▼▼▼

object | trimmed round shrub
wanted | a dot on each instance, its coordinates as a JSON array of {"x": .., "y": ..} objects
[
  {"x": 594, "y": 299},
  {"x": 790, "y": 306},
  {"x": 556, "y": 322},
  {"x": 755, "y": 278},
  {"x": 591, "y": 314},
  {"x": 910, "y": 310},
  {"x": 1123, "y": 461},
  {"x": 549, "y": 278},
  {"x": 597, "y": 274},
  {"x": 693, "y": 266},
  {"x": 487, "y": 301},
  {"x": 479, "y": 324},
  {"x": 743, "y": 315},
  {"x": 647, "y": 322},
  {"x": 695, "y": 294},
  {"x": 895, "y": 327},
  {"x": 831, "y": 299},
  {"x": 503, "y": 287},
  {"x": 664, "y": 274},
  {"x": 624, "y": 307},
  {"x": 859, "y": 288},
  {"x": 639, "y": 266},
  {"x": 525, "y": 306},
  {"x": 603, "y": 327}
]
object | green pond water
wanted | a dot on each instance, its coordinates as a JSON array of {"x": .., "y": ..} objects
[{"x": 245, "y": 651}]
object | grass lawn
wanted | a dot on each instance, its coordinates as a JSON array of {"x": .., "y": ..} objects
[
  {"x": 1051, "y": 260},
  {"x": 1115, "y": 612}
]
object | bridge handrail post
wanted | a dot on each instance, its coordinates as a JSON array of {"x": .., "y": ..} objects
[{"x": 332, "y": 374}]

▲▲▲

▶ **PROBLEM**:
Rewrite all of the entries above, changing every "dot" to "point" and keeping everything else the same.

▶ **WRITTEN SOLUTION**:
object | trimmed round shrub
wanted | a point on each instance, its coordinates as a JSON array of {"x": .., "y": ..} objects
[
  {"x": 594, "y": 299},
  {"x": 790, "y": 306},
  {"x": 556, "y": 322},
  {"x": 755, "y": 278},
  {"x": 591, "y": 314},
  {"x": 910, "y": 310},
  {"x": 1123, "y": 461},
  {"x": 549, "y": 278},
  {"x": 597, "y": 274},
  {"x": 693, "y": 266},
  {"x": 487, "y": 301},
  {"x": 479, "y": 324},
  {"x": 743, "y": 315},
  {"x": 647, "y": 322},
  {"x": 695, "y": 294},
  {"x": 895, "y": 327},
  {"x": 831, "y": 299},
  {"x": 503, "y": 287},
  {"x": 664, "y": 274},
  {"x": 624, "y": 307},
  {"x": 859, "y": 288},
  {"x": 639, "y": 266},
  {"x": 525, "y": 306},
  {"x": 603, "y": 327}
]
object | green pond water
wanted | a point on each instance, its coordinates as a JSON array of {"x": .., "y": ..} objects
[{"x": 245, "y": 651}]
object | grass lawn
wanted | a point on each instance, its coordinates as a JSON array of {"x": .., "y": ..} objects
[
  {"x": 1051, "y": 260},
  {"x": 1115, "y": 612}
]
object | bridge handrail post
wanted | a point on each instance, its coordinates as a JSON array of {"x": .., "y": ..} objects
[{"x": 332, "y": 374}]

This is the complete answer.